-- BEGIN Material for this task --
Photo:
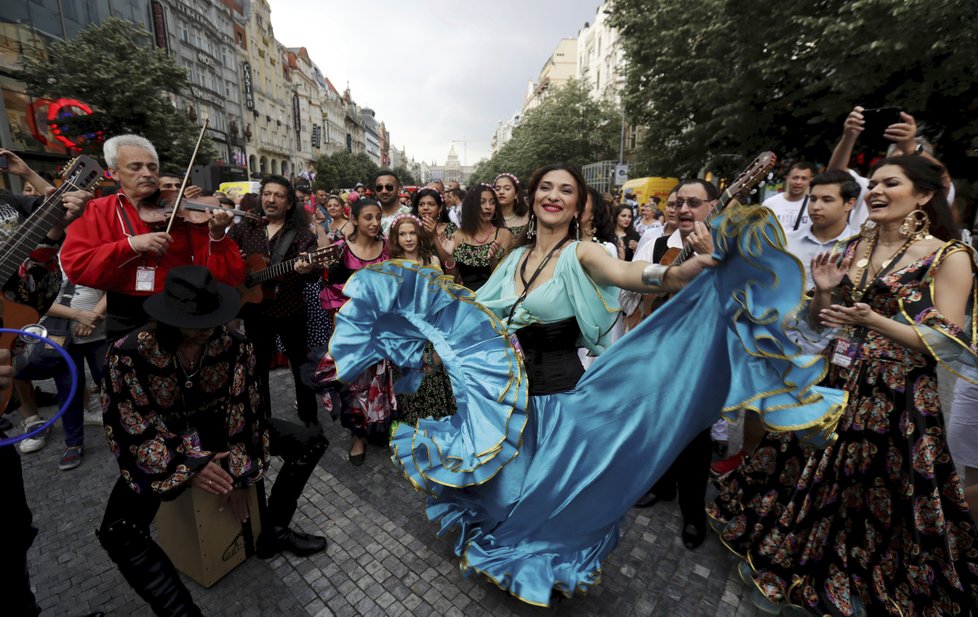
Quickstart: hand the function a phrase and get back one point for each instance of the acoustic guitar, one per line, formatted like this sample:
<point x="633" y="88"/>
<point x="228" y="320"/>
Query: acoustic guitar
<point x="259" y="271"/>
<point x="747" y="180"/>
<point x="21" y="306"/>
-- END Material for this task --
:: Problem to solve ::
Rewrite the rows above, switching every "acoustic guitar" to "ukulele" and keeping everything else the same. Leave the pictures out of your answer.

:: Correct output ::
Photo:
Quickstart: hand the function a phrase and get back one point for each instance of the ukulele, one per line, formatted like this sample:
<point x="633" y="88"/>
<point x="228" y="320"/>
Query: ukulele
<point x="259" y="271"/>
<point x="747" y="180"/>
<point x="21" y="306"/>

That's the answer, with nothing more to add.